◆ TASK DESCRIPTION ◆
Can you change "even-odd rule" to "nonzero winding rule" throughout the entries below and write them out again with nothing else changed?

◆ A run of entries ◆

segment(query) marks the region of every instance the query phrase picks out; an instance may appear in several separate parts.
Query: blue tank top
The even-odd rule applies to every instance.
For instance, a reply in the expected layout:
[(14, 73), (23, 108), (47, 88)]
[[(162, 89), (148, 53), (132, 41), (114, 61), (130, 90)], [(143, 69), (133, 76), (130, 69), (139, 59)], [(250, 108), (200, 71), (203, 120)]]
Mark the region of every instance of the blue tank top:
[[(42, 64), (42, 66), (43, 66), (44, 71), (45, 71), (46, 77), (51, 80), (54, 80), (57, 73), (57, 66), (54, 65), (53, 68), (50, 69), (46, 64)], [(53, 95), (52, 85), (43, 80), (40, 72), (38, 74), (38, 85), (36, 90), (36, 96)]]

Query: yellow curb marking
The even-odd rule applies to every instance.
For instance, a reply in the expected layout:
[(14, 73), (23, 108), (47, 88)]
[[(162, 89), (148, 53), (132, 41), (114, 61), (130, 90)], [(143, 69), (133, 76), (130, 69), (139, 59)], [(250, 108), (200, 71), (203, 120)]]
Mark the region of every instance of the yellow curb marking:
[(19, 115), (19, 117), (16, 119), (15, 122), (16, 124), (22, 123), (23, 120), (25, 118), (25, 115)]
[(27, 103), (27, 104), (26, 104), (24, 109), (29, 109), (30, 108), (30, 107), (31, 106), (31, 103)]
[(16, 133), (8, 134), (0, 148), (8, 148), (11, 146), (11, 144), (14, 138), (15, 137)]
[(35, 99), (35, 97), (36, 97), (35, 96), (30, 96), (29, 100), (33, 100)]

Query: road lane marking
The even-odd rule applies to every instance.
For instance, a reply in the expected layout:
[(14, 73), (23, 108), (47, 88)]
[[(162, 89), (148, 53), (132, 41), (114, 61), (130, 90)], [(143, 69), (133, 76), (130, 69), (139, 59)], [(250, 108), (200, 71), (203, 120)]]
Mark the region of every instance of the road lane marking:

◆ TASK RESULT ◆
segment(query) marks the region of every instance the query phrase picks out; an instance may appear in several separate parts.
Query: blue tank top
The nonzero winding rule applies to every instance.
For instance, a reply in the expected layout:
[(14, 73), (23, 108), (47, 88)]
[[(162, 89), (148, 53), (132, 41), (114, 61), (130, 90)], [(143, 69), (133, 76), (130, 69), (139, 59)], [(250, 108), (200, 71), (203, 120)]]
Mark the region of every instance of the blue tank top:
[[(42, 64), (42, 66), (43, 66), (44, 71), (45, 71), (46, 77), (51, 80), (54, 80), (57, 73), (57, 66), (54, 65), (53, 68), (50, 69), (46, 64)], [(53, 95), (52, 85), (43, 80), (40, 72), (38, 74), (38, 85), (36, 90), (36, 96)]]

Query: yellow curb marking
The nonzero winding rule applies to every instance.
For instance, a reply in the expected layout:
[(14, 73), (23, 108), (47, 88)]
[[(162, 89), (148, 53), (132, 41), (114, 61), (130, 90)], [(143, 69), (133, 76), (130, 69), (139, 59)], [(250, 108), (200, 71), (203, 120)]]
Mark the region of every instance of the yellow curb marking:
[(19, 115), (19, 117), (16, 119), (15, 122), (16, 124), (22, 123), (23, 120), (25, 118), (25, 115)]
[(27, 103), (27, 104), (26, 104), (24, 109), (29, 109), (30, 108), (30, 107), (31, 106), (31, 103)]
[(16, 133), (8, 134), (0, 148), (8, 148), (11, 146), (11, 144), (14, 138), (15, 137)]
[(35, 99), (35, 97), (36, 97), (35, 96), (30, 96), (29, 100), (33, 100)]

Query: road lane marking
The nonzero winding rule applies to every instance.
For instance, a reply in the expected layout:
[(14, 73), (23, 108), (47, 88)]
[[(162, 89), (148, 53), (132, 41), (114, 61), (130, 90)], [(143, 69), (133, 76), (130, 69), (139, 59)], [(250, 108), (200, 71), (203, 120)]]
Mark the region of every instance of the road lane marking:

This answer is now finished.